If a record holds a picture, leave the picture out and print everything else exactly.

**Given records**
╔══

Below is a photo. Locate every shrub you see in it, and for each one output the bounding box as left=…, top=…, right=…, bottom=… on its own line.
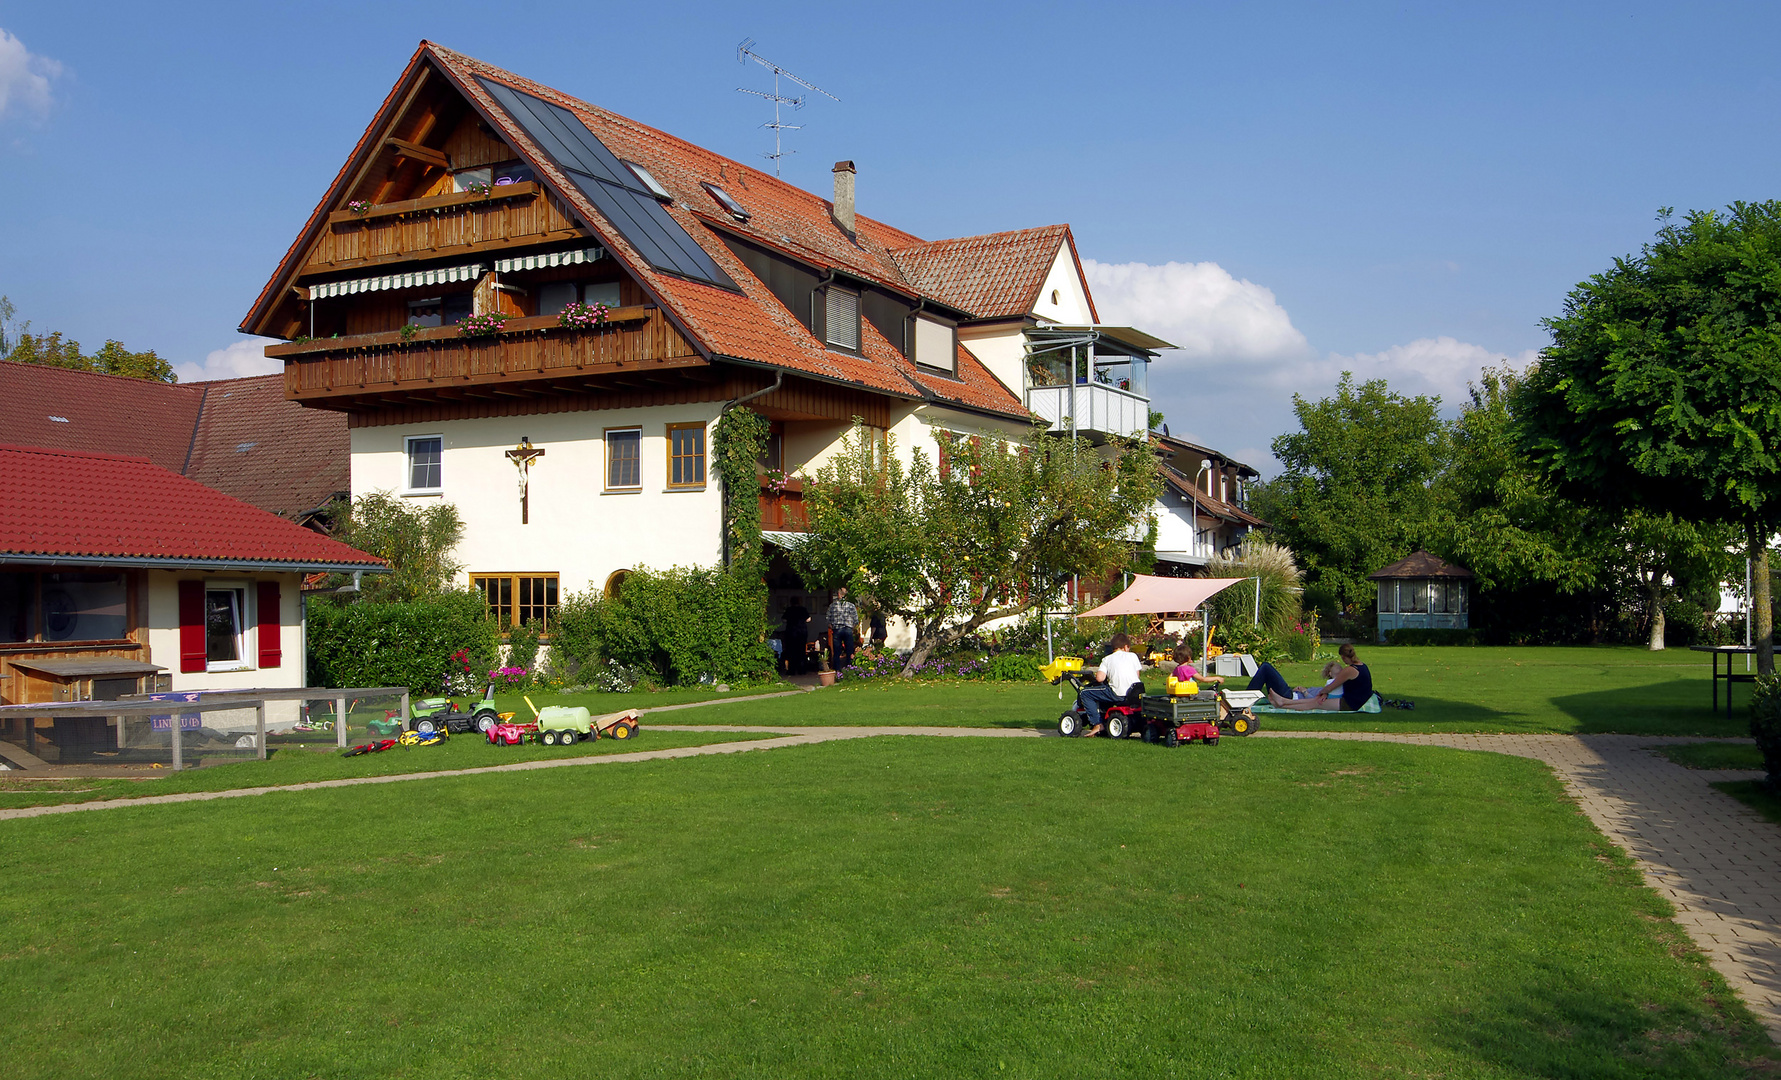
left=1382, top=628, right=1480, bottom=646
left=549, top=588, right=602, bottom=679
left=308, top=590, right=502, bottom=693
left=593, top=564, right=776, bottom=686
left=1751, top=674, right=1781, bottom=793
left=506, top=620, right=542, bottom=683
left=981, top=652, right=1046, bottom=682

╚══

**Result for this task**
Below is a photo. Locate every shrub you see in it, and for each one output the bounding box as left=…, top=…, right=…, bottom=… on its own line.
left=1382, top=628, right=1480, bottom=646
left=549, top=588, right=602, bottom=679
left=308, top=590, right=502, bottom=693
left=593, top=564, right=776, bottom=686
left=1751, top=674, right=1781, bottom=793
left=506, top=620, right=542, bottom=683
left=981, top=652, right=1046, bottom=682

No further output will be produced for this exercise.